_Available records_:
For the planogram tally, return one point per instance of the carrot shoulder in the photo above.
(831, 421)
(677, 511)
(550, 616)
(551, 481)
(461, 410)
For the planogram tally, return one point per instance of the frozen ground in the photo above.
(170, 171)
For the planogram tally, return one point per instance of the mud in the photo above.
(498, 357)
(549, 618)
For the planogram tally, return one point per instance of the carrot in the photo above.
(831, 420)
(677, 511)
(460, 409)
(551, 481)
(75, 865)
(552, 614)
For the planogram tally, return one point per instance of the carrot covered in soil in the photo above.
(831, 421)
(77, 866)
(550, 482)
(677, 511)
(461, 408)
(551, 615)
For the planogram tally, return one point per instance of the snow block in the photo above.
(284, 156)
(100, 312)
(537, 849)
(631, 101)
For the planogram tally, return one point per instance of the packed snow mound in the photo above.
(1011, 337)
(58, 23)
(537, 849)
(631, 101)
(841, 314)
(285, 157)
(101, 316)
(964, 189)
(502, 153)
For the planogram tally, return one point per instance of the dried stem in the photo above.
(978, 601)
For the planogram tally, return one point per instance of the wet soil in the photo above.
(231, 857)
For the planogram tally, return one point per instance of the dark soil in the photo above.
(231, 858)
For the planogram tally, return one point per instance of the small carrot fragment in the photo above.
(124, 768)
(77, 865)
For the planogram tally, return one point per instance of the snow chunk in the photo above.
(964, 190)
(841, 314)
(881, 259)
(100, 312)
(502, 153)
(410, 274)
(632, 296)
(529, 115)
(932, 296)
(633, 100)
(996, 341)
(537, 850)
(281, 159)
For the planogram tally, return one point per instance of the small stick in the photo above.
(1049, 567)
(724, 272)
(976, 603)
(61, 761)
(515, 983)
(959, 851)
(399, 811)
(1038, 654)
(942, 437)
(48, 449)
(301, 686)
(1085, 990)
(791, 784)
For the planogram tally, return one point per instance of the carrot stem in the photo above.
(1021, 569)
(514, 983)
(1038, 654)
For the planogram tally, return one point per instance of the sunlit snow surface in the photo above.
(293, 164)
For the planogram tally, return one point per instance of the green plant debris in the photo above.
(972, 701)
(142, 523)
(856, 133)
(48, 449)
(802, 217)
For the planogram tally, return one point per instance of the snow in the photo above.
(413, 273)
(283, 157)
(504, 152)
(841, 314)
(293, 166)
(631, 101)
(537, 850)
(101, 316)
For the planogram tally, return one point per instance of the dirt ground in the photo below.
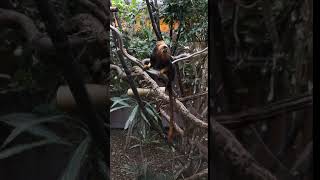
(124, 162)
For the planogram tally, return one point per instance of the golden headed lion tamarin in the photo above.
(161, 60)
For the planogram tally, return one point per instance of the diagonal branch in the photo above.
(257, 114)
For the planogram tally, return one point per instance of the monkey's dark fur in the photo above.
(161, 60)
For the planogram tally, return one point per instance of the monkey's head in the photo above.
(163, 50)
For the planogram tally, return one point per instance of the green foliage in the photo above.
(137, 122)
(35, 125)
(191, 14)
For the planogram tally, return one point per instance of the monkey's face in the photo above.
(164, 49)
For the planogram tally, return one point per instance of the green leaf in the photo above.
(117, 108)
(131, 117)
(74, 166)
(22, 147)
(119, 100)
(145, 118)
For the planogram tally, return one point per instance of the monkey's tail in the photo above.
(171, 122)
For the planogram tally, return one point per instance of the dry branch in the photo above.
(39, 40)
(257, 114)
(199, 175)
(233, 151)
(162, 96)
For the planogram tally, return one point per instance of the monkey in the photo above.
(161, 60)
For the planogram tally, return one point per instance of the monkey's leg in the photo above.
(146, 66)
(164, 70)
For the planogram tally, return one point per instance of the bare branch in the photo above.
(153, 22)
(179, 105)
(199, 175)
(233, 151)
(182, 57)
(123, 50)
(39, 40)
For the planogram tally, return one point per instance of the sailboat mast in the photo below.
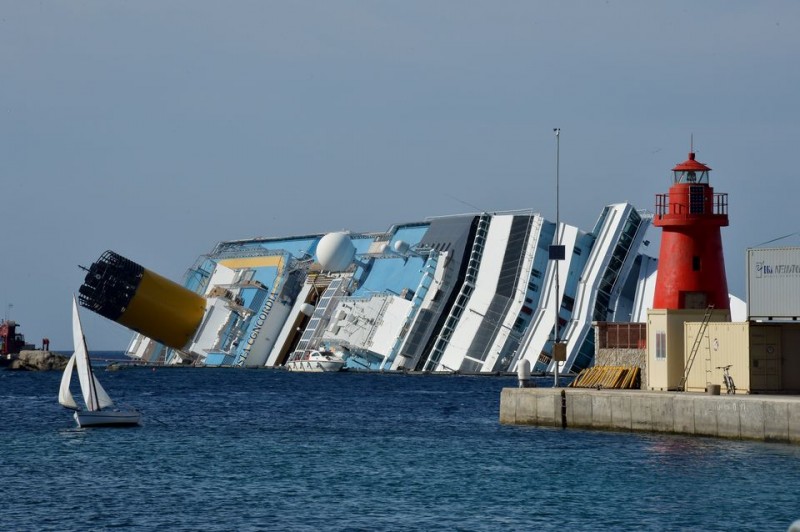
(92, 387)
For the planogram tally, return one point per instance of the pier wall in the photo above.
(751, 417)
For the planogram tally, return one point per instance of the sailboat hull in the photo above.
(107, 418)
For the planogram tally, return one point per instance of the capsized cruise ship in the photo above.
(471, 293)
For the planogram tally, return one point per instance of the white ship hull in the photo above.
(315, 362)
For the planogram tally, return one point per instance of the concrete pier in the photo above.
(753, 417)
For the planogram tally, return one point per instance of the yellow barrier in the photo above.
(617, 377)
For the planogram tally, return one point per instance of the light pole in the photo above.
(557, 254)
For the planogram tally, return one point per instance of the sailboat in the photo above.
(99, 409)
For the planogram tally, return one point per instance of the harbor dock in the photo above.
(770, 418)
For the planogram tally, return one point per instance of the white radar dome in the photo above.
(335, 252)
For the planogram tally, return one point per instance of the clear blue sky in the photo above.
(158, 128)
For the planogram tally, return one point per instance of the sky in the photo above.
(158, 128)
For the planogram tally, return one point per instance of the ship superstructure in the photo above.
(462, 293)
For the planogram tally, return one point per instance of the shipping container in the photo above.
(666, 352)
(719, 345)
(773, 283)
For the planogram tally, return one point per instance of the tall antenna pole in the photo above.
(558, 240)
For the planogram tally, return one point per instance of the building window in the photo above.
(661, 345)
(696, 199)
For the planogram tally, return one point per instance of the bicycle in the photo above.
(727, 379)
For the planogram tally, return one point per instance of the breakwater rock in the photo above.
(38, 361)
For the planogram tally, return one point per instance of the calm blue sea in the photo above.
(233, 449)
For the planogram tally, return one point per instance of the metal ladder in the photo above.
(696, 347)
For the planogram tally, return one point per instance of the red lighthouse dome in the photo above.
(691, 265)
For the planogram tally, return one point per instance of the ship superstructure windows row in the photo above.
(461, 293)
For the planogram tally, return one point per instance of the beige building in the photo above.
(666, 354)
(683, 352)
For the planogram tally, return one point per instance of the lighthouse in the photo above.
(691, 266)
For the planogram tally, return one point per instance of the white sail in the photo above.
(94, 395)
(65, 398)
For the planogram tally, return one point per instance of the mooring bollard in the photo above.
(524, 373)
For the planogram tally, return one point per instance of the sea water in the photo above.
(236, 449)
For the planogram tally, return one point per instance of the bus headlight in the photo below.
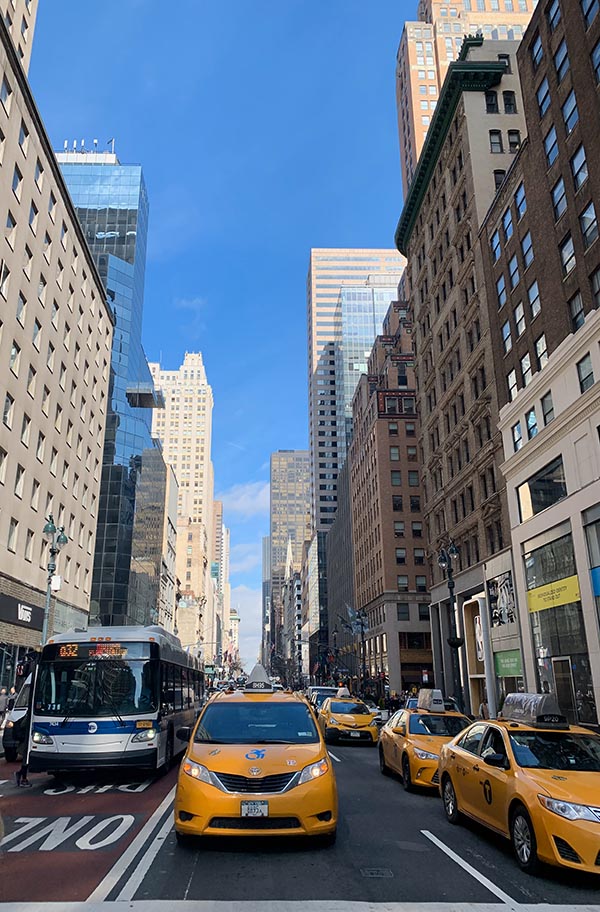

_Problem_: Count the lines in the data above that contain the word "branch", and reply with only that number.

_Solved problem_: 3